### PROBLÈME À RÉSOUDRE:
Recopiez sans rien modifier, dans le texte ci-dessous sur la condamnation de Hamid El Mahdaoui, tout ce qui va de « L'explication du ministère » jusqu'à « d’une protection juridique. ».

### PASSAGE CITÉ:
Début 2024, Hamid El Mahdaoui a été visé par une plainte de Abdellatif Ouahbi pour diffamation publique et injures, après avoir publié plusieurs vidéos entre février et décembre 2023 sur sa chaîne YouTube.
Dans ses vidéos, Hamid El Mahdaoui attaque l'actuel ministre de la Justice, l'accusant notamment de fraude fiscale, corruption et passe-droit. Il a également soulevé des questions sur le passé d'avocat de Ouahbi, en particulier son rôle dans la défense de personnes accusées de trafic de drogue et de blanchiment d'argent, avant de devenir ministre.
Les vidéos, selon El Mahdaoui, étaient publiées dans le cadre de son travail journalistique et destinées à poser des questions sur la responsabilité politique du ministre. Le journaliste a précisé qu'il avait tenté de joindre le ministre avant la publication de chaque vidéo pour lui poser toutes ces questions, ce qui prouve, selon lui, qu’il n’y avait aucune intention de nuire.
Hamid El Mahdaoui a finalement été poursuivi en vertu du Code pénal pour injures publiques et diffamation, et a été condamné à 18 mois de prison ferme, ainsi qu'à des dommages-intérêts de 1,5 million de DH au profit du plaignant. La défense a contesté cette condamnation, arguant qu'El Mahdaoui devait être jugé en vertu du Code de la presse, mais la cour a estimé que les vidéos relevaient de la création de contenu numérique personnel, et non d'une activité journalistique formelle.
L'explication du ministère public
Deux jours après l'annonce du verdict, le chef de l’Unité des affaires de la presse à la présidence du ministère public, Hassan Farhane, a indiqué que la loi a défini avec précision le cadre régissant l’exercice du journalisme, un domaine qui fait l’objet d’une protection juridique.
Cependant, a-t-il ajouté dans cette interview accordée à Radio 2M, "les publications numériques ne remplissant pas les critères de la presse électronique, tels que définis par la loi relative à la presse et à l’édition, ne s’inscrivent pas dans le champ d’application de ladite loi et sont soumises aux dispositions du Code pénal, au cas où celles-ci impliquent des actes punis par ce Code".
"Le débat soulevé par certains au sujet de procès intentés contre des journalistes en vertu du Code pénal doit être tiré au clair, afin de mettre en lumière la base juridique y afférente", a-t-il relevé à cet égard.
Et de préciser que la liberté de la presse est garantie par l’article 28 de la Constitution, lequel énonce que celle-ci ne peut être limitée, à l’exception des cas prévus par la loi, notant toutefois que la profession journalistique doit s’exercer conformément aux normes et conditions définies par la loi 88-13 relative à la presse et à l’édition.
Le responsable a, d’autre part, expliqué que "l’action judiciaire, que ce soit au niveau des juridictions compétentes ou de la Cour de cassation, n’a cessé de considérer ce qui est publié sur les réseaux sociaux et les espaces ouverts comme faisant partie de la sphère privée soumise aux dispositions du Code pénal, chaque fois qu’il s’agit de faits incriminés par cette loi".
Cette sphère privée ne peut en aucun cas donner lieu à l’application des dispositions de la loi relative à la presse et à l’édition, tant que les conditions stipulées par ce texte ne sont pas remplies, a-t-il précisé.

### LIGNES FOURNIES:
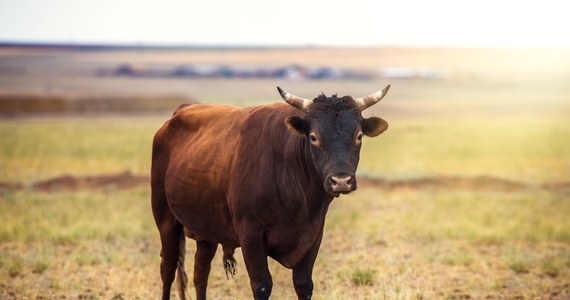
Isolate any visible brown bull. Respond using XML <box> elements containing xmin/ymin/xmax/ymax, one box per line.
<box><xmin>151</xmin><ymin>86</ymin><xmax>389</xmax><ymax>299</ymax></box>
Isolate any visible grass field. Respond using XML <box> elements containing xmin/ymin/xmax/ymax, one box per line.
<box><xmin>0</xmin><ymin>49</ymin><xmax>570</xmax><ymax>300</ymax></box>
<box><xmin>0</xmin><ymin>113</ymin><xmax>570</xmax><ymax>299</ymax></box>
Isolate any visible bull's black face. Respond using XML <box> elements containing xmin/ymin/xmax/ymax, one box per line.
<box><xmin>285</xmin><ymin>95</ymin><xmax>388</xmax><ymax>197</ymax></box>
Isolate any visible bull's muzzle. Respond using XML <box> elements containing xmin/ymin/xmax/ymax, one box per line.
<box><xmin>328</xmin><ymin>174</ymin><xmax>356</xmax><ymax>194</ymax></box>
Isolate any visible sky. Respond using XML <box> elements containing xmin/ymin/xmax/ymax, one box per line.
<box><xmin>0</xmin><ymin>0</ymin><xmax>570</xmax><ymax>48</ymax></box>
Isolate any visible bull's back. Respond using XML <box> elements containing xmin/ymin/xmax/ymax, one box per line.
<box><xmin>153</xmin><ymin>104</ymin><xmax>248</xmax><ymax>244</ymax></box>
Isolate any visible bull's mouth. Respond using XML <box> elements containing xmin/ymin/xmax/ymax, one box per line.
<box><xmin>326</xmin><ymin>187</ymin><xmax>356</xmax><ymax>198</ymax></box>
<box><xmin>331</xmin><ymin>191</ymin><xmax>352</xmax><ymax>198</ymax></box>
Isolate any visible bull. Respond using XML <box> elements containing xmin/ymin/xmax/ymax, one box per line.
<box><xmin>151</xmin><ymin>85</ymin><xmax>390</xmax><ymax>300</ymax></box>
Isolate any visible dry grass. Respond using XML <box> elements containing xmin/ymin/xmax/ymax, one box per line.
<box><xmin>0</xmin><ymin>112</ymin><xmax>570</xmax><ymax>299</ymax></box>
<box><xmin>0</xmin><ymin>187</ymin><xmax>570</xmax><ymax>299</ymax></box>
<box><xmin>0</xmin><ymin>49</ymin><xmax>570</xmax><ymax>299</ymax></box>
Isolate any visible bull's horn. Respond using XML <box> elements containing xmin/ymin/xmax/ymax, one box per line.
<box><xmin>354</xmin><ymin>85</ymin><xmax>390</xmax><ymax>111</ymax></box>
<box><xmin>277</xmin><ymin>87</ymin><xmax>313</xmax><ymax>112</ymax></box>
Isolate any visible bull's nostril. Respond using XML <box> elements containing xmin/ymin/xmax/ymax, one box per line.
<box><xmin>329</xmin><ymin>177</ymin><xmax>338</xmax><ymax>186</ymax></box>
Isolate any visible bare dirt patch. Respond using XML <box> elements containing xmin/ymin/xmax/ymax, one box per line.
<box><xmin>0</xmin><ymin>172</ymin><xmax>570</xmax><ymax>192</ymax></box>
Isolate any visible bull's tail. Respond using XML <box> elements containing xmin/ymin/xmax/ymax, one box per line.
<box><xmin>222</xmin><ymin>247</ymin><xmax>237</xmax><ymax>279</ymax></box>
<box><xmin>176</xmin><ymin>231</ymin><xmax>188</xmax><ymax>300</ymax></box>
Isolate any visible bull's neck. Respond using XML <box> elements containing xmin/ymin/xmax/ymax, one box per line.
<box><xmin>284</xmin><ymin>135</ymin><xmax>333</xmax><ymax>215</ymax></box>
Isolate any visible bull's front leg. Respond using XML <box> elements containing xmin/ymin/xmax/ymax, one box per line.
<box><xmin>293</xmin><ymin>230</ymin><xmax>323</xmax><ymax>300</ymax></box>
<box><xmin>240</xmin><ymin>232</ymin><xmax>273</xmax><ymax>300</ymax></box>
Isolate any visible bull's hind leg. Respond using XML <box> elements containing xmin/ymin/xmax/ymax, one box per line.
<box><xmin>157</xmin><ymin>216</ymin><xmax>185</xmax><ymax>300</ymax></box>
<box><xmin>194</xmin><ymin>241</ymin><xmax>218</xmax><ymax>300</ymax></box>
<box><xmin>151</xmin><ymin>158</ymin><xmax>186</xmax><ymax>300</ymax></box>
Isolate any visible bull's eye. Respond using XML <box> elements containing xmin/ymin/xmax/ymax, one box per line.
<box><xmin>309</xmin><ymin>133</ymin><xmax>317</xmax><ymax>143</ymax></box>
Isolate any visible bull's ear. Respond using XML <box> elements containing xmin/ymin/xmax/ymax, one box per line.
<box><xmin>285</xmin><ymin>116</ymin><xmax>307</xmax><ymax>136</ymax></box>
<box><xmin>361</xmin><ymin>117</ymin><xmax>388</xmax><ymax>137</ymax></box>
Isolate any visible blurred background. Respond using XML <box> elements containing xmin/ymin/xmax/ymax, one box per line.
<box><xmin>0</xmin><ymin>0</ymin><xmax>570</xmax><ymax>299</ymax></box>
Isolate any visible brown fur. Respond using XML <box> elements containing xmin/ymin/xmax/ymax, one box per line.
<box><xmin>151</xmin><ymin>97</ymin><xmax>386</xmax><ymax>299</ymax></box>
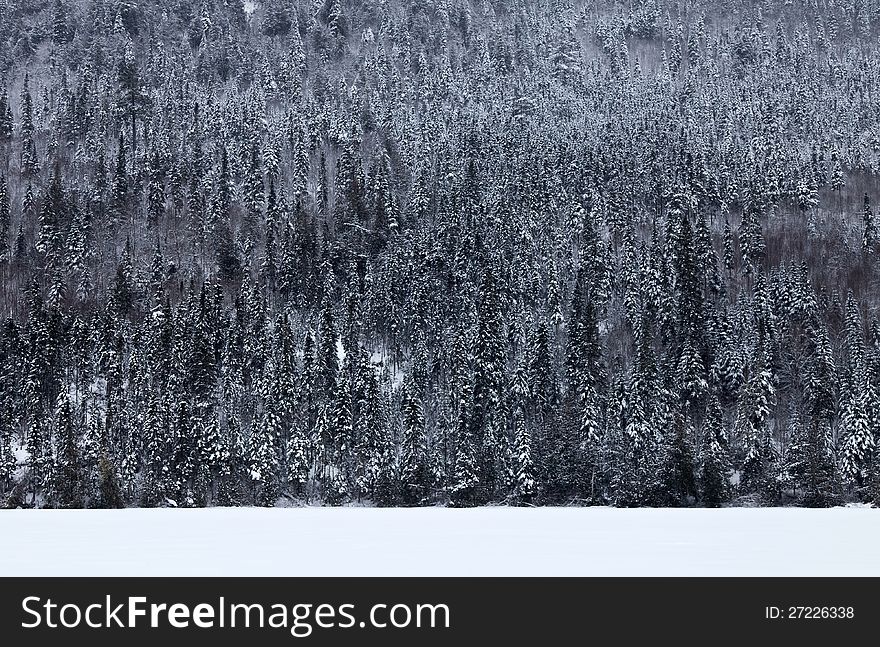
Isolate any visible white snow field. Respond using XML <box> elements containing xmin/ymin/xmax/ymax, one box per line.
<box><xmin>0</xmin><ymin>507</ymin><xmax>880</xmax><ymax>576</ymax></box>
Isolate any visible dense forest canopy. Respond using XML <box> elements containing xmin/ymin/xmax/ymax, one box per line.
==
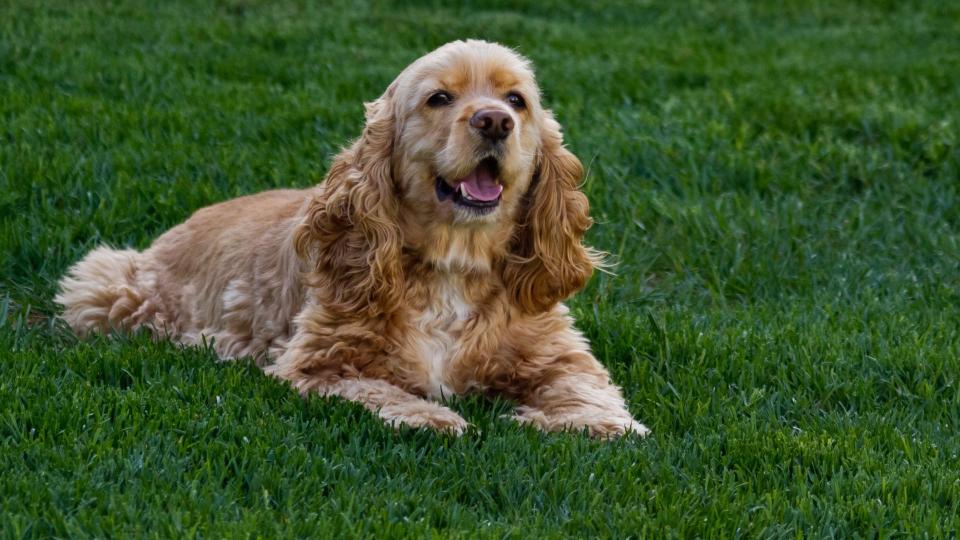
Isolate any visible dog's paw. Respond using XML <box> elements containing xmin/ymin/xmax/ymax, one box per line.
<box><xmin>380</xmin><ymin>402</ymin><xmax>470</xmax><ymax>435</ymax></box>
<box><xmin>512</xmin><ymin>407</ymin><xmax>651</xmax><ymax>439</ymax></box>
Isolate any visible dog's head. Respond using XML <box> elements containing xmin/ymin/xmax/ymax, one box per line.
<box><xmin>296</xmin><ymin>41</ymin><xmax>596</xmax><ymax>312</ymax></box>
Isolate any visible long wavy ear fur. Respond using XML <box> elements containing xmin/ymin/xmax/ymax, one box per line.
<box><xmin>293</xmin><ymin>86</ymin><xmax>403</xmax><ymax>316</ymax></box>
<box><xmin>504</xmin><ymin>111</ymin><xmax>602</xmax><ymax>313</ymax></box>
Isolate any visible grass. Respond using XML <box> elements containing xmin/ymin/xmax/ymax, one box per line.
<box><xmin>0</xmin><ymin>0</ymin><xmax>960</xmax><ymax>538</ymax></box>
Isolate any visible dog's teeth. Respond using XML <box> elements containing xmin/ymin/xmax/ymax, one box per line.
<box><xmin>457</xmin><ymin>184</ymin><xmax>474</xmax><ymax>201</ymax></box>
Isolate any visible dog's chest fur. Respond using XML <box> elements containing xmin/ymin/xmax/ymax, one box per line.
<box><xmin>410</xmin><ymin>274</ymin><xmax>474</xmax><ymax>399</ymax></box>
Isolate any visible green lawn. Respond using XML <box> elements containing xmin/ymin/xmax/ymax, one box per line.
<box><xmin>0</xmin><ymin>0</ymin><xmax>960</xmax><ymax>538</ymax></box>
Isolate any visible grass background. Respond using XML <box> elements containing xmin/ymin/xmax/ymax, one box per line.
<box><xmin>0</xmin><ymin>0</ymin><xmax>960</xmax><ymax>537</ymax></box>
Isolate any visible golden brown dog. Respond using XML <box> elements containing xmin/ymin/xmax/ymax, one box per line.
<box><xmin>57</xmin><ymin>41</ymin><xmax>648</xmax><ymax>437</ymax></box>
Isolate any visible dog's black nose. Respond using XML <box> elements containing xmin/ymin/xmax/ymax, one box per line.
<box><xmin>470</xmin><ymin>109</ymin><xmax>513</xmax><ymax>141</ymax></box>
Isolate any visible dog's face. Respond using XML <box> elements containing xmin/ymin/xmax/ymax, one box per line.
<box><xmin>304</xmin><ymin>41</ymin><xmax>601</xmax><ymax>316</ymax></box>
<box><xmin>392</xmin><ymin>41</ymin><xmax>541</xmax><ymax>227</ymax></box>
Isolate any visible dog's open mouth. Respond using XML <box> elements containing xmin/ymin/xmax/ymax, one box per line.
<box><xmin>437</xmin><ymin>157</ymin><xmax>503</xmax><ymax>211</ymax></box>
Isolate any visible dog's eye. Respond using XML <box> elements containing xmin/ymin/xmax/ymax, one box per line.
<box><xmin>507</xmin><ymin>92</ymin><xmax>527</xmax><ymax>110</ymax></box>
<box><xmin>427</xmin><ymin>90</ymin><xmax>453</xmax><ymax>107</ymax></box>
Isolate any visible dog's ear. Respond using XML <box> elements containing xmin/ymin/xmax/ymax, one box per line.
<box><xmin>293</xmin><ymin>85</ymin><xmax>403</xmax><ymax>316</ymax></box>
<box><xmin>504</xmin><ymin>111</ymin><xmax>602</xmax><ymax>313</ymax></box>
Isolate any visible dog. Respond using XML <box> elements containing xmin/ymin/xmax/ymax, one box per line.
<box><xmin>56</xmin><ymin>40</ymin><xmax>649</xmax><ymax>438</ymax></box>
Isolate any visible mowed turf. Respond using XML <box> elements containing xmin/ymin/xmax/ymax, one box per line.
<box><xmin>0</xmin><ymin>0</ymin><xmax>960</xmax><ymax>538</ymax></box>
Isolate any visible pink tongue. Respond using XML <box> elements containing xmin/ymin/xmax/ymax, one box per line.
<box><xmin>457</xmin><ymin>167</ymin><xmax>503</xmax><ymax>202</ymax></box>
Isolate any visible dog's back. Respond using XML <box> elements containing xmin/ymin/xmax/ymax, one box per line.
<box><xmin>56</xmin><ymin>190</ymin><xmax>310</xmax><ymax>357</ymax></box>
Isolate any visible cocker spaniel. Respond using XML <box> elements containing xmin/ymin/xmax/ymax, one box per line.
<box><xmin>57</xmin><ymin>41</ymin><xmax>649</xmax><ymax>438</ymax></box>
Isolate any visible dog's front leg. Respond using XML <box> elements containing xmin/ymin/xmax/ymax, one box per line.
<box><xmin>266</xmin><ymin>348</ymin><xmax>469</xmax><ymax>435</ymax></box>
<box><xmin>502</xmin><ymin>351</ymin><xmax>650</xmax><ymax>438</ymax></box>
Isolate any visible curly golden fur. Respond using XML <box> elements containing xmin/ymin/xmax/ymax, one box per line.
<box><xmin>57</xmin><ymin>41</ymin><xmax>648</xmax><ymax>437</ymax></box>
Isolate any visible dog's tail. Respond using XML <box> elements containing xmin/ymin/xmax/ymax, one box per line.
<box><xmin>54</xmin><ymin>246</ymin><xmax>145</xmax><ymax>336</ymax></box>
--
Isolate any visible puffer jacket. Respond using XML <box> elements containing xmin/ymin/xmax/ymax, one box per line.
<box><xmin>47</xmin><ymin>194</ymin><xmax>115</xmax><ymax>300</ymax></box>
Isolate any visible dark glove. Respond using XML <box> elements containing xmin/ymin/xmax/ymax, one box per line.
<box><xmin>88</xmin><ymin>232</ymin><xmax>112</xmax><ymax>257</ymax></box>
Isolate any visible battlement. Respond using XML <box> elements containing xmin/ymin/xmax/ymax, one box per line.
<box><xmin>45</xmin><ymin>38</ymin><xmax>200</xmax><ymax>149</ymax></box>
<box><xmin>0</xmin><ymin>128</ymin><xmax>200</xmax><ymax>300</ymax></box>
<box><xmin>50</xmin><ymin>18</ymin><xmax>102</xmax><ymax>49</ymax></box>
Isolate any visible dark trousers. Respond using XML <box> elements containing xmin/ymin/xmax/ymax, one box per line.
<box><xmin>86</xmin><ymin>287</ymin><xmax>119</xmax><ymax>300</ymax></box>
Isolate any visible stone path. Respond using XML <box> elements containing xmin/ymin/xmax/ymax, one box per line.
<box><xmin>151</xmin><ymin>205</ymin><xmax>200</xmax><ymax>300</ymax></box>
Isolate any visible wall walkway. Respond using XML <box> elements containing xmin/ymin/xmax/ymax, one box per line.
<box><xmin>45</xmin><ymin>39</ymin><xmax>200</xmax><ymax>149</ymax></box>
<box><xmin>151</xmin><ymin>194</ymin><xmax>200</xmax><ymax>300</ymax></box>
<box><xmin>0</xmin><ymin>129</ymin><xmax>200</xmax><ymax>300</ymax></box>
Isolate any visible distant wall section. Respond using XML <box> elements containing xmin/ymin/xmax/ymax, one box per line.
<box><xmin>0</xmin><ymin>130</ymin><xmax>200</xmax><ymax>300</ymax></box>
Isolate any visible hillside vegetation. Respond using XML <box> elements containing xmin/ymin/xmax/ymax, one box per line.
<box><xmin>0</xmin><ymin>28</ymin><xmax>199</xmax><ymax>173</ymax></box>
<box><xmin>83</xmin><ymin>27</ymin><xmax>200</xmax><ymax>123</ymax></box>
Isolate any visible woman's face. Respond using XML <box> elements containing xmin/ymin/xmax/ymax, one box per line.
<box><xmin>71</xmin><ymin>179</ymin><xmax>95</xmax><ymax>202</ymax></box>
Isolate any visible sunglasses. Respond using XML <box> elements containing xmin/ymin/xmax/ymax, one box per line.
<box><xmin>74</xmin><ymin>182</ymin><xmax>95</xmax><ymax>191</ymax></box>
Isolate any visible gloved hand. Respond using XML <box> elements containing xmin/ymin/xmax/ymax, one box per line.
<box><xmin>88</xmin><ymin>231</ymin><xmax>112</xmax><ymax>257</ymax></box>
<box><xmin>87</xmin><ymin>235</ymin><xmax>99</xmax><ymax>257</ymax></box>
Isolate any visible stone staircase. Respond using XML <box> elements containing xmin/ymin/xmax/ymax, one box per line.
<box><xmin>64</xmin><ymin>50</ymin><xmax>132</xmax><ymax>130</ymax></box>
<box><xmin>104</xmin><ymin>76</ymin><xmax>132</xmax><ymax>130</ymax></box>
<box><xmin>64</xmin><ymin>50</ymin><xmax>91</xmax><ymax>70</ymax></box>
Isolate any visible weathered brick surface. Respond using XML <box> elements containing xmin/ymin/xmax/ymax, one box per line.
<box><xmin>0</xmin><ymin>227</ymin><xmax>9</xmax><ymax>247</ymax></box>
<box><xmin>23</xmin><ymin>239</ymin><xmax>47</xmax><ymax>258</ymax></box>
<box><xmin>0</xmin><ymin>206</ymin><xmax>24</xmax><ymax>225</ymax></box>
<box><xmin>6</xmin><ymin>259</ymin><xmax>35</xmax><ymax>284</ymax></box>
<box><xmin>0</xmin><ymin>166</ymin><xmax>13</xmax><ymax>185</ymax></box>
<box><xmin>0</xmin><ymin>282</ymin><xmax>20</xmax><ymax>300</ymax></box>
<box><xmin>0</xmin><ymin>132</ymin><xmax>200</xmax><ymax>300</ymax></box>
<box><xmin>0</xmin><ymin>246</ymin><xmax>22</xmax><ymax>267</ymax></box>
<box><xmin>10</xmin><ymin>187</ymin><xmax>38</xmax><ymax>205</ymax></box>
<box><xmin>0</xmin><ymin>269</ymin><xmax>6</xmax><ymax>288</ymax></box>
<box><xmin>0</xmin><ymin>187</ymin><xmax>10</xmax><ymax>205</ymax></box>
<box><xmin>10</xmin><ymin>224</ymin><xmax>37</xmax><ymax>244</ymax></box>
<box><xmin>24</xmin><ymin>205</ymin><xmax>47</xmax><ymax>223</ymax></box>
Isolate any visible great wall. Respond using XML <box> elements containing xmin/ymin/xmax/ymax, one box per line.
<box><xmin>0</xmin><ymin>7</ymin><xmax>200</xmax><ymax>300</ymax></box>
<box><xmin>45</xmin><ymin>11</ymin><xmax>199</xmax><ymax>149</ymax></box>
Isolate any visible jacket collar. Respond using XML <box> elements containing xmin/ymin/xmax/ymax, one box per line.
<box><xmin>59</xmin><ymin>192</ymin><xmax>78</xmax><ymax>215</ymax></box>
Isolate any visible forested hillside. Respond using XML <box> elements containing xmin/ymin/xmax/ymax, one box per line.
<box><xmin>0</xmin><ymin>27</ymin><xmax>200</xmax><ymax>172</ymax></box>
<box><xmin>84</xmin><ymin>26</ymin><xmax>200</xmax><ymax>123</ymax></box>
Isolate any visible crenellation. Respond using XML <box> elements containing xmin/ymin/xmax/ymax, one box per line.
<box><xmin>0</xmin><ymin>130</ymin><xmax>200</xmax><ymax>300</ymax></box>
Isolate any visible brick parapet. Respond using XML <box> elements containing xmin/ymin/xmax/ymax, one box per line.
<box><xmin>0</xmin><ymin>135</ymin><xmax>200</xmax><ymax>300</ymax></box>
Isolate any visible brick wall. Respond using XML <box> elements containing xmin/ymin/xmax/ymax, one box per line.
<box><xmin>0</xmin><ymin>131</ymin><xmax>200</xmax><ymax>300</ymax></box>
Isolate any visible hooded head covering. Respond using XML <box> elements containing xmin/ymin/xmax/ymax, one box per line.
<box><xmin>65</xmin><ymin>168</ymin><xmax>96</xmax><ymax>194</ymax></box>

### LE RÉSULTAT:
L'explication du ministère public
Deux jours après l'annonce du verdict, le chef de l’Unité des affaires de la presse à la présidence du ministère public, Hassan Farhane, a indiqué que la loi a défini avec précision le cadre régissant l’exercice du journalisme, un domaine qui fait l’objet d’une protection juridique.